> [WHAT YOU NEED TO DO]
List every line of the listing below that contains the string "yellow". Case counts.

> [RECORDS SHOWN]
## Begin

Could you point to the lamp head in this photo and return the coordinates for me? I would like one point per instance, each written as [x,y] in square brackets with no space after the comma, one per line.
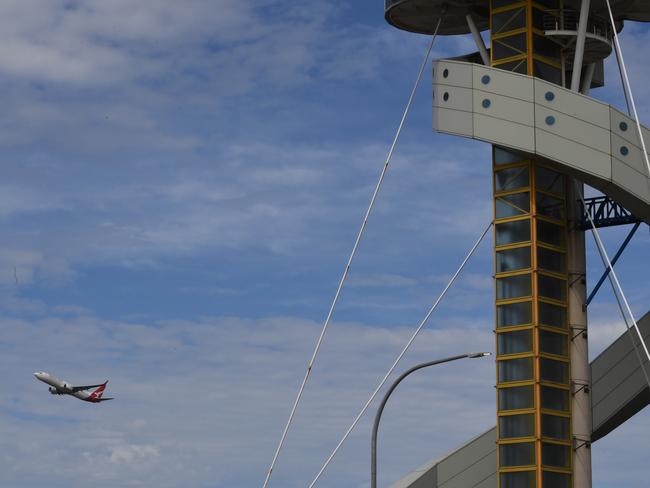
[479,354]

## End
## Begin

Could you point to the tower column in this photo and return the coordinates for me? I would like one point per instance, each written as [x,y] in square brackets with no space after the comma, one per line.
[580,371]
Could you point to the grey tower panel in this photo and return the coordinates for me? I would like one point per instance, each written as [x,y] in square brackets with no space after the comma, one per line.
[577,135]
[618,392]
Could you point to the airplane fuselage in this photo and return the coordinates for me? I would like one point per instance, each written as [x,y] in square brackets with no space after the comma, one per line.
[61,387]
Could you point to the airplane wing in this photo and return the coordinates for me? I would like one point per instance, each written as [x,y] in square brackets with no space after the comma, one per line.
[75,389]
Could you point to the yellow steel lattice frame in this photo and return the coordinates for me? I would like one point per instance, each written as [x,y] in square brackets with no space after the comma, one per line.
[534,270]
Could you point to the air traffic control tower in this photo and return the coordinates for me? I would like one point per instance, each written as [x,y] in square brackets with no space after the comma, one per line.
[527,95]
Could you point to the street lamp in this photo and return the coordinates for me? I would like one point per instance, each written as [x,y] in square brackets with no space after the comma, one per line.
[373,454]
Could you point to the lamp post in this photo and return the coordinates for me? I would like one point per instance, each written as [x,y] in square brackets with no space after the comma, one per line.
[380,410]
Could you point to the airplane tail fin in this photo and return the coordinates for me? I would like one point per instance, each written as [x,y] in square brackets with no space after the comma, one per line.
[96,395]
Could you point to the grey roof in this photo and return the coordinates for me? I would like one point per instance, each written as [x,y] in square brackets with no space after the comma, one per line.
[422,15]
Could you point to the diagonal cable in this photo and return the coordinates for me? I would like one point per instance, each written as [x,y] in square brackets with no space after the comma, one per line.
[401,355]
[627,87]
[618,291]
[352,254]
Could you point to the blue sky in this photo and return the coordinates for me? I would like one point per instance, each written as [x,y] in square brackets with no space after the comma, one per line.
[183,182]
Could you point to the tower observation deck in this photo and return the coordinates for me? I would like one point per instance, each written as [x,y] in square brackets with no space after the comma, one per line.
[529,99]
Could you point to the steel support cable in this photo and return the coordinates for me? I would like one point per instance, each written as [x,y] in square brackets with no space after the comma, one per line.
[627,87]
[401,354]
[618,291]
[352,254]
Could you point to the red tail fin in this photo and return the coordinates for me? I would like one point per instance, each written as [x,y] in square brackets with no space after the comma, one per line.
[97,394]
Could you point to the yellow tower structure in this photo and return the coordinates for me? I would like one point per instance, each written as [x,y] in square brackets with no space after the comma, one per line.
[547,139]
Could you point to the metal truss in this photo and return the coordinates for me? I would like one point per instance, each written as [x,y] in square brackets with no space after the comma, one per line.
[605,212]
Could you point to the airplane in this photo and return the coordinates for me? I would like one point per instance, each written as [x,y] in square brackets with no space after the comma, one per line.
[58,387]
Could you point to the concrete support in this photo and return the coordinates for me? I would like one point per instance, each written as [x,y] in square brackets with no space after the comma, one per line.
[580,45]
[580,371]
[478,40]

## End
## Begin

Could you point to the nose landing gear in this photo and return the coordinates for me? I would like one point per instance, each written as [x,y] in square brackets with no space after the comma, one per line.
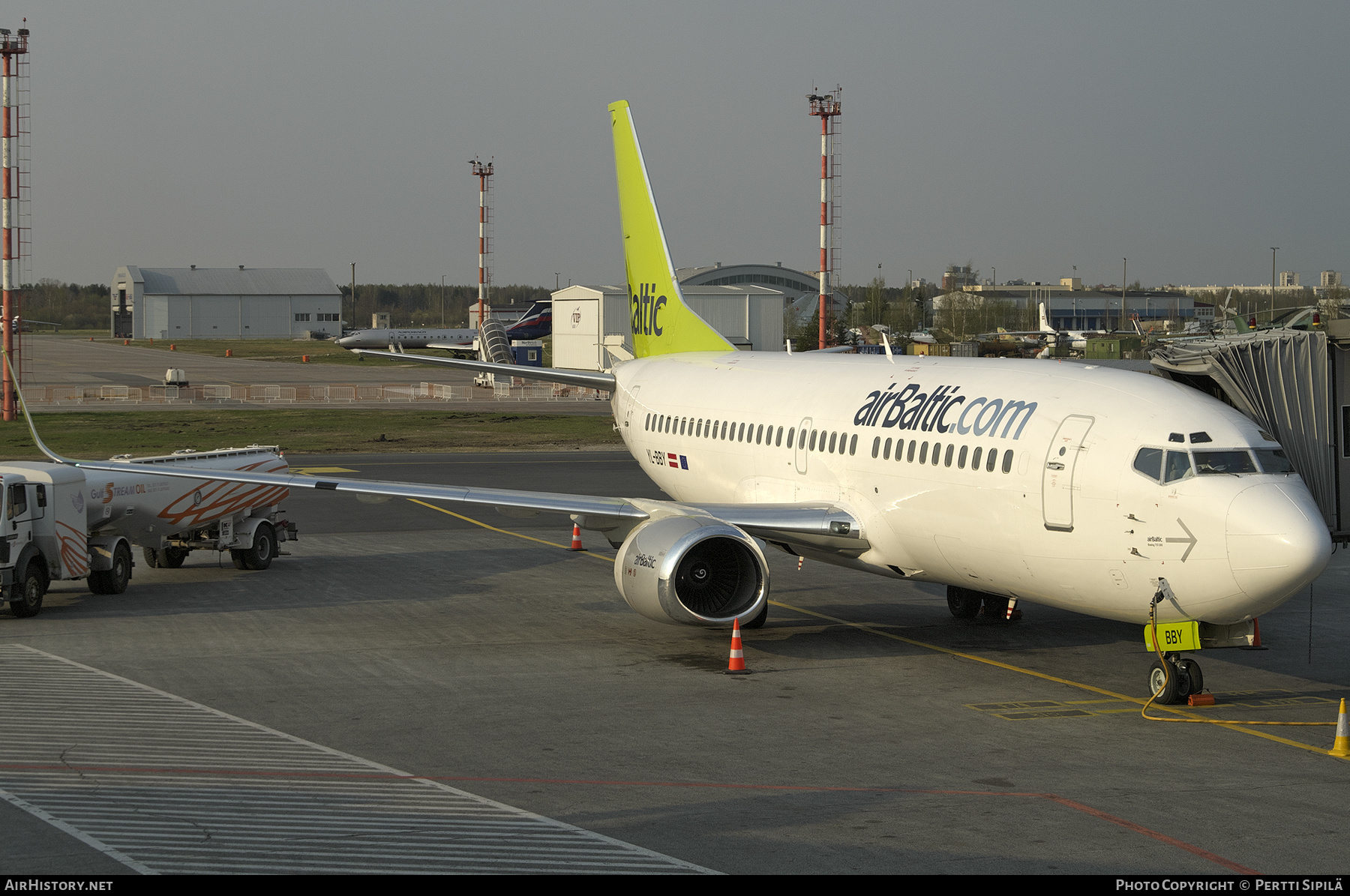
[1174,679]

## End

> [ANSWER FOR THIS EXERCISE]
Could you point to the yellow steel lattice frame in this photo and return the coordinates for me? I would like one point per instance, each written as [x,y] in square brackets with no space after the comma, one per line.
Could you point to the yellow tower structure in this photo and return the coordinates for me? I would like one point per instance, each written as [x,y] in square brackets with no space after the comma, one per line.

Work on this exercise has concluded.